**Given problem:**
The listing below is to be output in its exact form.
┌─ Material shown
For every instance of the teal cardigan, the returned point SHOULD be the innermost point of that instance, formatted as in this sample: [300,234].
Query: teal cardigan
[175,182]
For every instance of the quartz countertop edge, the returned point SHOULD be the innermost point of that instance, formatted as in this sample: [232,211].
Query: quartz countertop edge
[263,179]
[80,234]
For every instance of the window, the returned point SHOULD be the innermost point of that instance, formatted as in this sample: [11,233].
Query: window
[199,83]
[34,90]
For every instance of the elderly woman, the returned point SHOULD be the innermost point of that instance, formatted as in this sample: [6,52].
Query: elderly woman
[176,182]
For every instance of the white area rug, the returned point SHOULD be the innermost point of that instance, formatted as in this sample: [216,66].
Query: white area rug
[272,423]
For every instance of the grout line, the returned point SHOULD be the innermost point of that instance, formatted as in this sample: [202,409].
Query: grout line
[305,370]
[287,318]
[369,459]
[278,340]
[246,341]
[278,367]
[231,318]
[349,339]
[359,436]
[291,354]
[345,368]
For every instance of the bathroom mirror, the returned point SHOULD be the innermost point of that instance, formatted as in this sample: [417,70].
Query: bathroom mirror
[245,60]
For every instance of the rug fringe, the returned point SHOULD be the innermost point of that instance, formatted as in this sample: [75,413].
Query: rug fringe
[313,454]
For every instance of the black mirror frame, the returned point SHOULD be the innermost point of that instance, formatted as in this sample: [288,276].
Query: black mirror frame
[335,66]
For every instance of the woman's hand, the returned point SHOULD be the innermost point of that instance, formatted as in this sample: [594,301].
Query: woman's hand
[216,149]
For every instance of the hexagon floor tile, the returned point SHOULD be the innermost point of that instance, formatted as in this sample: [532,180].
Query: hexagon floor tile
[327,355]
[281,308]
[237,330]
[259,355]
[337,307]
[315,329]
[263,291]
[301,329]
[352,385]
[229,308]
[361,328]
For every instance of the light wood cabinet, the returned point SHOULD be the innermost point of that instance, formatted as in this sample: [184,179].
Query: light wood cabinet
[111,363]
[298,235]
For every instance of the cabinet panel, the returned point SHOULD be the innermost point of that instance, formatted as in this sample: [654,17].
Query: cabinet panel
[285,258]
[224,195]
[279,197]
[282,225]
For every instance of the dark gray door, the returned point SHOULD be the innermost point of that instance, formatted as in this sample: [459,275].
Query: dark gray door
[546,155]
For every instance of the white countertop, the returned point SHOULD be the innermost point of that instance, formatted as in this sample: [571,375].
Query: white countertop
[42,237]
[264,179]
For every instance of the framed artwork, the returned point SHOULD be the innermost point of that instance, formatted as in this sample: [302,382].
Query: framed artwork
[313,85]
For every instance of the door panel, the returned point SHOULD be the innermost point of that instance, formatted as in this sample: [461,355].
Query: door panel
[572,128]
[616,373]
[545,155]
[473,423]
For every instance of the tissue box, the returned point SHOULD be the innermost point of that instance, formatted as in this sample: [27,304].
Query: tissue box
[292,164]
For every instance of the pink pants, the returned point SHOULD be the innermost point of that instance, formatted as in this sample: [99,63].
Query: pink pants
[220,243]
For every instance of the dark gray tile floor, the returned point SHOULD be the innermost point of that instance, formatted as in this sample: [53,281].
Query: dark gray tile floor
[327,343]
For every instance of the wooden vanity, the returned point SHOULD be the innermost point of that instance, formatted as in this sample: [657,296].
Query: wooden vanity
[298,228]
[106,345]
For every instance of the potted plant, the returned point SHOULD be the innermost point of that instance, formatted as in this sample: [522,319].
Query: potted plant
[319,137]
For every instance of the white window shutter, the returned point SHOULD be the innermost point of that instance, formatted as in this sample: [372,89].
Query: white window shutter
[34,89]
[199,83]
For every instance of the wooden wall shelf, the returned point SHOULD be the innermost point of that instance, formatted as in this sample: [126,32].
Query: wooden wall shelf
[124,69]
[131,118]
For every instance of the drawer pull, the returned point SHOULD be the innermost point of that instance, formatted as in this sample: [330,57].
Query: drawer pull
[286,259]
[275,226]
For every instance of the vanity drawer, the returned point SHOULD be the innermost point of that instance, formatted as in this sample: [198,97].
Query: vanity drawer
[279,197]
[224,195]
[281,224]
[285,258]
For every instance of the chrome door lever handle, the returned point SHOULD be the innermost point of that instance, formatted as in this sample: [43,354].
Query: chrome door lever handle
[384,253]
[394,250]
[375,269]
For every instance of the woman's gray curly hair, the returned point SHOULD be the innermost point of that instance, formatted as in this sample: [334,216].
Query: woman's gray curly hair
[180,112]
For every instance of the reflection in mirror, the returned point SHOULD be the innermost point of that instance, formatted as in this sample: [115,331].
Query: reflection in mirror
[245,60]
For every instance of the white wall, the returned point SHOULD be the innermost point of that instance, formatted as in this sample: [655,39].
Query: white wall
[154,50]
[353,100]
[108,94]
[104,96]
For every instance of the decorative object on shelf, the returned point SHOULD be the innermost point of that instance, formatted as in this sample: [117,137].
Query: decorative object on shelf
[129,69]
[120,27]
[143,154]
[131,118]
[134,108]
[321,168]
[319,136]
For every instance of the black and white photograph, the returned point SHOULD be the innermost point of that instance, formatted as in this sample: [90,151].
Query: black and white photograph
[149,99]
└─
**Correct answer:**
For every instance of the teal cardigan, the returned point SHOULD be the innermost point of that instance, formatted as in this sample: [300,234].
Query: teal cardigan
[175,182]
For every instance of the quartz countertop edge, the returned point SHOULD be the innermost point of that instance, formatted as in this sample: [232,211].
Query: quartz countertop edge
[263,179]
[80,234]
For every instance of the window, the returned point SHOULD be the innermost point of that instance, formatted as in this sample: [11,233].
Query: window
[199,83]
[34,90]
For every instance of the elderly woman, the returned point SHOULD be the innermost point of that instance, formatted as in this sample: [6,52].
Query: elderly woman
[176,182]
For every instance of the white area rug, the returned point SHOULD be the innermost point of that instance, formatted as in this sample: [216,66].
Query: white area rug
[272,423]
For every instance of the grout line, the returned point SHOULD be the innermost point of that instance, formatted as in this sample: [202,409].
Query: grout line
[305,370]
[287,318]
[369,459]
[278,340]
[246,341]
[278,367]
[231,318]
[349,339]
[359,436]
[291,354]
[345,368]
For every instance of the bathroom mirror, the returned point SHOULD be the innermost point of that instance, formatted as in this sample: [417,70].
Query: bathroom mirror
[245,60]
For every instance of the rug fringe, the returned point SHOULD be the innermost point of that instance, formatted as in this sample: [75,413].
Query: rug fringe
[313,454]
For every instance of the black mirror frame, the returned point SHOULD be the innermost point of that instance, formatted as in this sample: [288,276].
Query: black mirror frame
[335,66]
For every instance of the woman's hand, the returned point SHOULD be the innermost point of that instance, formatted as in this sample: [594,301].
Query: woman's hand
[216,149]
For every instance of the hexagon floor tile, the returned point SHOULD be the innermost point of that instance, formatted as in this sample: [532,180].
Query: hexagon floor tile
[327,355]
[281,308]
[237,330]
[259,355]
[337,307]
[315,329]
[263,291]
[301,329]
[352,385]
[229,308]
[361,328]
For every instance of the light wood cabinet, the returned point SHOULD be the innermost point of that instance, formatted as in this sample: [184,179].
Query: light wood cabinet
[111,363]
[298,235]
For every instance of the cabinet panel, the returned point SHOULD be the innermost point of that instance, formatted as in this sample: [654,17].
Query: cabinet panel
[285,258]
[224,195]
[279,197]
[282,225]
For every instance of the dark gray door, the returned point SHOULD be the innermost point of that instance, formatted as in this sample: [459,275].
Query: dark gray door
[546,155]
For every instance of the white countertop, the returned point SHOULD be the innermost point of that instance, formatted as in this sample: [571,375].
Query: white countertop
[42,237]
[264,179]
For every instance of the framed artwork, the returned point SHOULD be the innermost point of that instance, formatted as in this sample: [302,382].
Query: framed artwork
[313,85]
For every instance of the door panel, the returned point SHOULD be the innermost point of that instance, formatted as in this sample: [461,355].
Query: door panel
[572,128]
[616,373]
[545,155]
[473,423]
For every instance of the tissue box, the returned point SHOULD be the innermost point of that instance, formatted as in this sample: [27,304].
Query: tissue box
[292,164]
For every instance of the pink pants, the returned point SHOULD be the innermost point of that instance, formatted as in this sample: [99,63].
Query: pink pants
[220,243]
For every instance of the dark gray tile floor, the returned point SHOULD be the innermost point of that instance, formatted as in this sample: [53,281].
Query: dark gray tile floor
[327,343]
For every instance of the wooden vanity, the returned point SHOULD be the innermost point of that instance, formatted as in this sample: [657,296].
Query: wooden vanity
[298,228]
[106,345]
For every instance of the potted plant, the returned point SHOULD be the innermost point of that instance, formatted as in this sample: [522,319].
Query: potted plant
[319,137]
For every instance of the white window shutter, the returned point SHOULD be the innermost point of that instance, formatted as in this sample: [372,89].
Query: white window shutter
[34,89]
[199,83]
For every instance of the wooden wall shelf, the returned point SHOULD be the innermost point of that instance, formatted as in this sample: [126,32].
Query: wooden wall shelf
[124,69]
[131,118]
For every instance of the drawer pull, the returned point SHOULD be the innermost point of that instance, formatted as in this sample: [330,57].
Query: drawer pull
[286,259]
[275,226]
For every instance of the vanity drawer, the returned point SHOULD be the innermost point of that instance, formatted as in this sample: [198,97].
Query: vanity drawer
[279,197]
[224,195]
[281,224]
[285,258]
For every instance of the chrome door lever handle, the returned point SHOULD be the innermost point of that instance, formatted as in this sample: [43,354].
Query: chrome door lever handle
[384,253]
[394,250]
[375,269]
For every instance of the woman's gray curly hair, the returned point SHOULD be the innermost point of that instance, formatted as in this sample: [334,216].
Query: woman's gray curly hair
[180,112]
For every instance of the reflection in mirror, the returned point SHOULD be the innermost point of that instance, formatted as in this sample: [115,331].
Query: reflection in mirror
[245,60]
For every instance of the white wall, the returned point SHOULD be the innermost point of that instance, formatted as in this sample: [655,39].
Query: white wall
[154,50]
[353,100]
[108,94]
[104,96]
For every instance of the decorative object on shelf, the returned point SHOULD be the innermost point of that instance, formatted as in this sample: [117,137].
Query: decorative object on shelf
[129,69]
[120,27]
[143,154]
[131,118]
[134,108]
[321,168]
[319,136]
For every instance of the black and white photograph, the returned point SHOULD be the innermost point of that instance, formatted as in this sample: [90,151].
Query: black and white photograph
[149,99]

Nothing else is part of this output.